# What does goat stand for?



## Suburb Thuggin (Jul 23, 2009)

I was wondering what it stood for and how it started?


----------



## mr.gto (Jul 2, 2008)

Suburb Thuggin said:


> I was wondering what it stood for and how it started?


grand trismo omolagato


----------



## silversport (Mar 23, 2007)

GTO...move the letters around and you have Goat...I never was a big fan of that in the "day"...nor "The Great One" or some of the others...Gran Turismo Omologato or GTO has always worked for me...
Bill


----------



## HP11 (Apr 11, 2009)

mr.gto said:


> grand trismo omolagato


Acutually its' Gran *Turismo* Omologato which is an Italian acronym meaning a homologated grand touring car. Goat is just a colloquialism that comes from the initals. Were you just looking for what the initials stand for or what the term itself means? It's actually kind of boring, You could look it up on wiki. Like Silversport said, GTO is fine with me....


----------



## 05GTO (Oct 6, 2004)

The word "Goat" was an ad created by Wangers in 67 showing a young man standing next to a red 67 with rally I's and redlines. The ad was titled "A boy and his GOAT" and was rejected several times by the corporate committee.


----------



## geeteeohguy (Feb 2, 2008)

Just a play on the letters, as stated above. We used to say Gas Tires Oil, Get The Others, and my favorite: Get the Tools Out.


----------



## mr.gto (Jul 2, 2008)

HP11 said:


> Acutually its' Gran *Turismo* Omologato which is an Italian acronym meaning a homologated grand touring car. Goat is just a colloquialism that comes from the initals. Were you just looking for what the initials stand for or what the term itself means? It's actually kind of boring, You could look it up on wiki. Like Silversport said, GTO is fine with me....


basically it came from GM one morning. They walked into the shop and this car had magically appeared from god. on the side was embroidered GTO. No one knows how it got there just that jesus himself drove it hahaarty:


----------



## GTO JUDGE (May 14, 2005)

Elaborating on what Randy stated:

Wanger's team was given an assignment to form a word from the G-T-O initials, the only letter that could create a name was the letter "A". The letters were jumbled around and the only word that could be created was GOAT. Goat was presented to the Pontiac brass who rebuked the name and stated no way will the car be referenced to a goat.

The word GOAT spread quickly and the name GOAT was then tagged. 

This is the official version of how GOAT came to be.


----------



## raspantienator (Nov 20, 2007)

Very interesting. I've filled my learning quota for the day.


----------



## Poncho Dan (Jun 30, 2009)

Gets There Ontime


----------



## Ninjured (Apr 28, 2006)

*G*reatest *O*f* A*ll *T*ime
*G*as, *O*il *A*nd *T*ires


----------



## GTO JUDGE (May 14, 2005)

Ninjured said:


> *G*reatest *O*f* A*ll *T*ime
> *G*as, *O*il *A*nd *T*ires


Muhammad Ali....................
GTO.................................


----------



## Bluegoat05 (Mar 22, 2010)

greatest of all time


----------



## Rukee (Feb 8, 2007)

# [Stated goal 1]
In the forum thread about the origin of "Goat," what title did the 1967 Wangers ad carry?
The records below are unrelated to the forum thread.

# [Dataset rows]
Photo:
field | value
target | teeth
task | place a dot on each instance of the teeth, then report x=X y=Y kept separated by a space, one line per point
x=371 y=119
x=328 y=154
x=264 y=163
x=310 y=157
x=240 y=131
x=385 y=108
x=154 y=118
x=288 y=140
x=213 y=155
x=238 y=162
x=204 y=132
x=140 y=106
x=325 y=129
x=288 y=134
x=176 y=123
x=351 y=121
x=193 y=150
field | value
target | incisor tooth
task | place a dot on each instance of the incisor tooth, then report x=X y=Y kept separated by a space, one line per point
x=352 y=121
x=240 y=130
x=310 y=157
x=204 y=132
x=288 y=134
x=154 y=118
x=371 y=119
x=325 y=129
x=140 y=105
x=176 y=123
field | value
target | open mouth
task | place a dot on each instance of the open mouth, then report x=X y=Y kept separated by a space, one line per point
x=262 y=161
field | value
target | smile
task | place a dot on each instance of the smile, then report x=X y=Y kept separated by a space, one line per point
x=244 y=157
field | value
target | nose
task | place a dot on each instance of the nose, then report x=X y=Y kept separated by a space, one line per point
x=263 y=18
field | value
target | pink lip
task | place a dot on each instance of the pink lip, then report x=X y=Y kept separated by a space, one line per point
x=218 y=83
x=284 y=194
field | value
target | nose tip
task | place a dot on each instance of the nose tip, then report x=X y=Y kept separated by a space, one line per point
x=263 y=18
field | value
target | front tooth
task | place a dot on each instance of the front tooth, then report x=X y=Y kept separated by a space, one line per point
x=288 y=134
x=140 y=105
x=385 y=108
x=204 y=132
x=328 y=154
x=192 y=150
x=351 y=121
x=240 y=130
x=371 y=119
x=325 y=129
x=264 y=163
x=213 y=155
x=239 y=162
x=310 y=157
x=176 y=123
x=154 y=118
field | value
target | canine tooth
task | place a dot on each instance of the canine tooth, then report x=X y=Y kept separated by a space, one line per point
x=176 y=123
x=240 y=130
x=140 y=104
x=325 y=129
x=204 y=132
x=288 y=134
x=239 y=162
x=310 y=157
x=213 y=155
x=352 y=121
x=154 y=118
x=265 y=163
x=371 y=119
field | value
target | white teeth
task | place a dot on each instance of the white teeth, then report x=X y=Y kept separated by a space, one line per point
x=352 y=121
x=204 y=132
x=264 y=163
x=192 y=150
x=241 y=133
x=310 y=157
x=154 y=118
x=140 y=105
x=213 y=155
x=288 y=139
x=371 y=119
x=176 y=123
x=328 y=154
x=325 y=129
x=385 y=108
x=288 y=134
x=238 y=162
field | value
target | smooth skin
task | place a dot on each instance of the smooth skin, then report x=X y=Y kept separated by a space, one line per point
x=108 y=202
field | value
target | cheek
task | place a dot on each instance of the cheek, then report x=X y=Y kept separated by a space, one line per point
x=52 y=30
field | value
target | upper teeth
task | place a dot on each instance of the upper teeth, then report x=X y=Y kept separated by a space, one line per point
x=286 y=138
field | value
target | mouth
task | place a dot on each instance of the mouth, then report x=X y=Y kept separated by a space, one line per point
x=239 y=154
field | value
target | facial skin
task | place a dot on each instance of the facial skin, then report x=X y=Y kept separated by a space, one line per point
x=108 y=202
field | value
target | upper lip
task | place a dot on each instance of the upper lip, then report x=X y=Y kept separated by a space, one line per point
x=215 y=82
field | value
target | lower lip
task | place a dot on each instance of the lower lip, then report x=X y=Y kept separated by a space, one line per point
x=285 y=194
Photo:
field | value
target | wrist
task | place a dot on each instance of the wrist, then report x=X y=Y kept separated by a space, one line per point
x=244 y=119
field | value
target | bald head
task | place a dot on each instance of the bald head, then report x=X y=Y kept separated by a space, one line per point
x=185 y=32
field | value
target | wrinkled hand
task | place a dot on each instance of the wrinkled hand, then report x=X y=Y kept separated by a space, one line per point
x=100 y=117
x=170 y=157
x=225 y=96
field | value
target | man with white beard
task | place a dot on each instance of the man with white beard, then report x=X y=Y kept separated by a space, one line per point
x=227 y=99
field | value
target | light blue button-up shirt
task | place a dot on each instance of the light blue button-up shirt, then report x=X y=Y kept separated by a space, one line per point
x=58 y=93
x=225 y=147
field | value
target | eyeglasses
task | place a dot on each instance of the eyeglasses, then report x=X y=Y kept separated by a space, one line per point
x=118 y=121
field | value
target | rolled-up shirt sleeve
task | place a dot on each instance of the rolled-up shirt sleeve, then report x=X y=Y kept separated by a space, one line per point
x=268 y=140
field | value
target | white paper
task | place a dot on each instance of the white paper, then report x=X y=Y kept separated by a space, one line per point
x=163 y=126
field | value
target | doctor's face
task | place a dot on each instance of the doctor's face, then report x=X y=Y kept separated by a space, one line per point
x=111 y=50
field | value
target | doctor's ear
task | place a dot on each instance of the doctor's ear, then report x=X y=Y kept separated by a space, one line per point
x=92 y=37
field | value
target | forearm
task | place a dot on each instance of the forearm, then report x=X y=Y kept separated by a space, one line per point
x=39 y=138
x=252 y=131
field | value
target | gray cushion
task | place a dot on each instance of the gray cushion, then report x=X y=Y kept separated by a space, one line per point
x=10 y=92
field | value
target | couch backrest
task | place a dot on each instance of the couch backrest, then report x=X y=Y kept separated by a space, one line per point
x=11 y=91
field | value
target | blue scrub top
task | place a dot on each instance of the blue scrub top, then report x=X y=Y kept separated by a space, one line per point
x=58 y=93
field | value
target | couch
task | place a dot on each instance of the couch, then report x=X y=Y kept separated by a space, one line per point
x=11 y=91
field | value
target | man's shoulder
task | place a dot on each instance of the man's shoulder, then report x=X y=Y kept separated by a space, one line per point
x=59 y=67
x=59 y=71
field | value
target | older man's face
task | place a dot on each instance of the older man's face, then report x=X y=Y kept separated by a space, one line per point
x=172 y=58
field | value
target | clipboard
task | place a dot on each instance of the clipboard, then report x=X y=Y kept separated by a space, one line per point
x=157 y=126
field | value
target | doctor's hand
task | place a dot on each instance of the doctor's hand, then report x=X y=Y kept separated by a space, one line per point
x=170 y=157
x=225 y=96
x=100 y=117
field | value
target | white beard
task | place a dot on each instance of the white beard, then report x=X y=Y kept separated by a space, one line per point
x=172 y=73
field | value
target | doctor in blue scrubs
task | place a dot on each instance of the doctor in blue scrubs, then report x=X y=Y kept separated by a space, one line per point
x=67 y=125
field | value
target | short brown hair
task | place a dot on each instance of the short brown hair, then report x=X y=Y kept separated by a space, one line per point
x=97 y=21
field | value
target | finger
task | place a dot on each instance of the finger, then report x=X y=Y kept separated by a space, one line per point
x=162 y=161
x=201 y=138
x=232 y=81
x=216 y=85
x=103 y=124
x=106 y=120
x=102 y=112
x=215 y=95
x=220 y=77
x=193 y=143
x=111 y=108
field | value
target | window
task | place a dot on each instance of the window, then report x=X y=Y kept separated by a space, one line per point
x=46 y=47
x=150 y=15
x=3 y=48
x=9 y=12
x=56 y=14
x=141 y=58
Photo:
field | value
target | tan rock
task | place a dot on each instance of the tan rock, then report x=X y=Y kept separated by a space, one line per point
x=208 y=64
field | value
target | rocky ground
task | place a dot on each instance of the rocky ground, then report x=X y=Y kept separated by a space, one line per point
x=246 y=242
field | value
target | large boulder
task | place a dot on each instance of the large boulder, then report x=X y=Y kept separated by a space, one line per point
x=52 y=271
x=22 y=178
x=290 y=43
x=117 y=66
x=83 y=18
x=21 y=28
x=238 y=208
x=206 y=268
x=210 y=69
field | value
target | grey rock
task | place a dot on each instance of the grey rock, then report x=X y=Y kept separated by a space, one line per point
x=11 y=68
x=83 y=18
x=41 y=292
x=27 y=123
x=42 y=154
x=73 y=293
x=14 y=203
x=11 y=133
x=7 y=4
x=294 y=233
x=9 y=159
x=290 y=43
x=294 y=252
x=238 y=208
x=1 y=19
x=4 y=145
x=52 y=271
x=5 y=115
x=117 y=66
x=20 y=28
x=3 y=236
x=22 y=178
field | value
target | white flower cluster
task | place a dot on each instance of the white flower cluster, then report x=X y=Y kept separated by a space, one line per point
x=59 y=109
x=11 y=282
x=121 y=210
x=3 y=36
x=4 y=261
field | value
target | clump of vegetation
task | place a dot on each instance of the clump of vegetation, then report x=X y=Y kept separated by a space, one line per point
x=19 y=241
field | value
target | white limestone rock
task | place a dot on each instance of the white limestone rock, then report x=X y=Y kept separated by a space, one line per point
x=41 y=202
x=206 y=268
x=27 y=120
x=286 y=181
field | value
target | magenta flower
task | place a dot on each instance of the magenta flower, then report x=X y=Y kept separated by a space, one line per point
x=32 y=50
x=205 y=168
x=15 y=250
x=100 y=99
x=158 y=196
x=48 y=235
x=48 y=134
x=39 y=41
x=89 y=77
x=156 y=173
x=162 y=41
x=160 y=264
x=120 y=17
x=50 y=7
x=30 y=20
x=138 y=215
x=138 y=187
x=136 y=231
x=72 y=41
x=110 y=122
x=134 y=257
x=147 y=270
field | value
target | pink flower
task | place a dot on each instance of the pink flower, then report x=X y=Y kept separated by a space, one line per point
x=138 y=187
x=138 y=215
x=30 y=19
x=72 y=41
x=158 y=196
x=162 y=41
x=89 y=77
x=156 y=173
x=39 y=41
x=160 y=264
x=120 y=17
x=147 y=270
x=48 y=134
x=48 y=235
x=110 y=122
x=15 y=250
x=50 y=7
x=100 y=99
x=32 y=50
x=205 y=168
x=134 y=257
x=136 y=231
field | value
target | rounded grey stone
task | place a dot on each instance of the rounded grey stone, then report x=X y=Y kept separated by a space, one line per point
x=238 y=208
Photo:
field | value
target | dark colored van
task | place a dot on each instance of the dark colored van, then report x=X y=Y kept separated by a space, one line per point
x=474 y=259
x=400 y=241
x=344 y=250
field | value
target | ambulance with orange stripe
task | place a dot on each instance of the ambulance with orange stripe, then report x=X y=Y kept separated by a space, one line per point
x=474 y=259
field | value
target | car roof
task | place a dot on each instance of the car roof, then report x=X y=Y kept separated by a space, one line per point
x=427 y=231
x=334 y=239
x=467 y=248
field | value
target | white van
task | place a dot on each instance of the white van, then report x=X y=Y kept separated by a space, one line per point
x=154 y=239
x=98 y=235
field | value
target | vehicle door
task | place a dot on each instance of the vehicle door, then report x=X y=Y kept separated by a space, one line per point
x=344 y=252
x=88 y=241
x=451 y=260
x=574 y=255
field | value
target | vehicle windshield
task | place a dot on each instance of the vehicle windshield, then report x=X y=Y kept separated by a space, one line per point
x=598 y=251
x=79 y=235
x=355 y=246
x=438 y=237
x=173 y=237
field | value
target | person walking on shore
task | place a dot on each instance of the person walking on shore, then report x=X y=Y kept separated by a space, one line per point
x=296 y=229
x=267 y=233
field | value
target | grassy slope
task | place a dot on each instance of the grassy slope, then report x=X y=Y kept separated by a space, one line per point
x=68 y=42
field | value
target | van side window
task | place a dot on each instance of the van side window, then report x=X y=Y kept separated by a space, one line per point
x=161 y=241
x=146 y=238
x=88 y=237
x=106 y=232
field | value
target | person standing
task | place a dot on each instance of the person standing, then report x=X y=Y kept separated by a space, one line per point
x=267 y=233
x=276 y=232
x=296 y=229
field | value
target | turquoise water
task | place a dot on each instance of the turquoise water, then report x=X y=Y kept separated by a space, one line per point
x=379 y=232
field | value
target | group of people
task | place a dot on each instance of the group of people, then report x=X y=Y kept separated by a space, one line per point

# [Stated goal 2]
Extract every line of the records that contains the string "limestone".

# [Answer 1]
"A boy and his GOAT"

# [Answer 2]
target | white limestone rock
task | place a dot on each instance of the white limestone rock, then report x=X y=Y kept separated by a space, one line per point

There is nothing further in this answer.